Objective -
Continue the essay on scent and the language of perfumery, starting after its last sentence.

Text shown -
★ ★ ★ ★ ★
Language After Smell: The Ethics of Scent and the Poverty of Notes

Language After Smell: The Ethics of Scent and the Poverty of Notes

Abstract

Modern perfumery relies on the olfactory pyramid and note lists to translate scent into language. But these models are not neutral. They reshape scent into something object-like: divisible, ownable, and controllable. This essay argues that olfaction exposes a deeper limitation in modern language itself, because scent has no shared object to point to. If we want truer description, we need a new discipline: a barrier before words, and a relational system of expression.

A quiet provocation

Perfumery has inherited a language that feels almost inevitable.

We speak of top notes, heart notes, and base notes. We describe perfumes as though they unfold in orderly tiers. We list ingredients and accords as if a perfume were a transparent object whose identity could be revealed by naming its components.

This language is not malicious. It is not even necessarily wrong. It is simply inherited. It has become the infrastructure through which perfume is socially understood.

And yet there is something strange about it.

We do not smell in layers. We do not encounter scent as a stack of objects. We encounter it as presence, an atmosphere, a field that changes while remaining itself.
★ ★ ★ ★ ★
Material shown -
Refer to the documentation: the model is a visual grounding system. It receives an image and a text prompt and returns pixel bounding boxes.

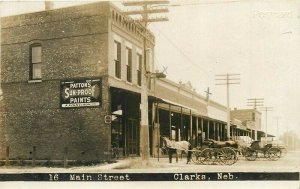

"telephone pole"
[216,73,240,139]
[123,0,169,160]
[247,98,264,109]
[0,2,3,101]
[204,87,212,104]
[260,107,273,143]
[274,116,280,146]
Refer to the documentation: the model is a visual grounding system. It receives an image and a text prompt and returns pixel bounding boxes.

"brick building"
[0,2,258,162]
[0,2,154,161]
[230,108,263,140]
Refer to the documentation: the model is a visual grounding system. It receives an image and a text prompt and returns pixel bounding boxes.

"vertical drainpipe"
[169,104,172,140]
[189,109,193,141]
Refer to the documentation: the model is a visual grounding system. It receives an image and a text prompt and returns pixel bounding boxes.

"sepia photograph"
[0,0,300,189]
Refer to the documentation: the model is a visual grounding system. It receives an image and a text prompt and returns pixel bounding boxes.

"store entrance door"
[126,119,140,156]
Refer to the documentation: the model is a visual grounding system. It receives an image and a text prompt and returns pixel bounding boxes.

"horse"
[162,137,192,163]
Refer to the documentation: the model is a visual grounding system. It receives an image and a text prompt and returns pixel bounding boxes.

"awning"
[257,131,275,137]
[159,98,205,116]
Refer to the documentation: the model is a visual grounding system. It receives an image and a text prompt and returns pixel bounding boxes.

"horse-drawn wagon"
[192,139,238,165]
[245,141,282,161]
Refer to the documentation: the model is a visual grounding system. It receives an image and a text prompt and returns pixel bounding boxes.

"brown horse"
[162,137,191,163]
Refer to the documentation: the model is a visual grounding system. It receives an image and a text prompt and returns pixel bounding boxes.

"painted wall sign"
[60,79,102,108]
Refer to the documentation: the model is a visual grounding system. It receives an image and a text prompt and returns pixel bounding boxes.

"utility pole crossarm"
[247,98,264,109]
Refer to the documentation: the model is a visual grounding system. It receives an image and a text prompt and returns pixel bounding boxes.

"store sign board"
[60,79,102,108]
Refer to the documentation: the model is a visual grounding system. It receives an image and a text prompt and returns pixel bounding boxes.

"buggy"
[245,140,281,161]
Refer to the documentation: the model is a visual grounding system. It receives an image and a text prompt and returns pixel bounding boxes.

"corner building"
[0,2,154,161]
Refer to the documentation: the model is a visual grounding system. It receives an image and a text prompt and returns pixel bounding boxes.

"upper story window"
[114,41,121,78]
[29,43,42,80]
[136,54,143,86]
[126,47,132,82]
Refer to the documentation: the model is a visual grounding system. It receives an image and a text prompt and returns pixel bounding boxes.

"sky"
[1,0,300,139]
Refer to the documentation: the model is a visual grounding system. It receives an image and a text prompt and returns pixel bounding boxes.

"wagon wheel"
[198,148,216,165]
[245,149,257,161]
[220,147,237,165]
[267,147,281,161]
[192,148,201,164]
[280,148,287,157]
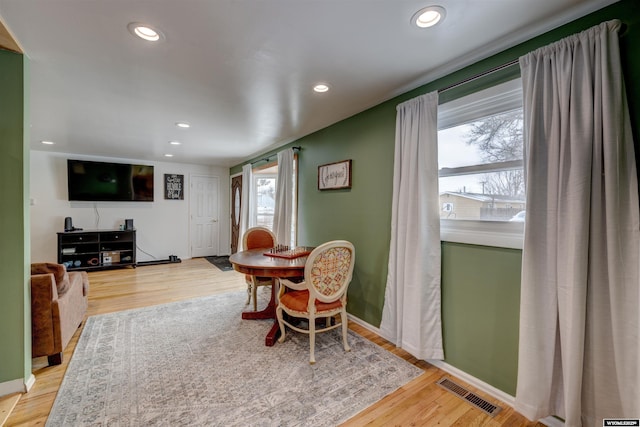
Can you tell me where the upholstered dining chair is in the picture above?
[276,240,355,364]
[242,227,276,311]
★ ★ ★ ★ ★
Result -
If scent is as fundamental as we know it to be, then it is worth asking why our language for it is so poor. It is worth asking what our inherited models are doing, and what they prevent us from seeing.

Why the pyramid endures

The scent pyramid endures because it is useful.

At a basic level, it corresponds to a real feature of perfumery: different molecules evaporate at different rates. A perfume on skin changes over time, and perfumers compose deliberately—shaping openings, transitions, and dry-downs.

The pyramid is also a pedagogical tool. It gives beginners structure. It gives evaluators shorthand. It gives customers a handle. It allows perfumes to be compared quickly.

In a world of overwhelming choice, the pyramid offers orientation.

So the pyramid endures not because it is fully true, but because it performs several social functions at once:

  • It coordinates communication

  • It stabilises expectations

  • It reduces uncertainty

  • It creates a shared language

  • It supports commerce

This is why awareness does not remove it. Many people know its limits, but continue to use it because it solves a social problem.

Humans must communicate. Humans must share experience. Humans must translate internal life into external language.

But scent resists sharing, so we build models. 

The poverty of notes

The pyramid is not merely a description of time. It implies an ontology.

It assumes that a perfume is best understood as a stack of parts, arranged in temporal tiers. It assumes that each part has an intrinsic identity that can be isolated, named, and assigned. It assumes that the experience of a perfume is the experience of those parts appearing in sequence.

This assumption is rarely examined. It is embedded in the language itself and it is deeply misleading.

Olfaction does not appear to us as a list of objects. It appears as atmosphere. It appears as presence. A perfume is not experienced as “bergamot, then rose, then sandalwood.” It is experienced as a continuous unity whose identity is inseparable from its transitions.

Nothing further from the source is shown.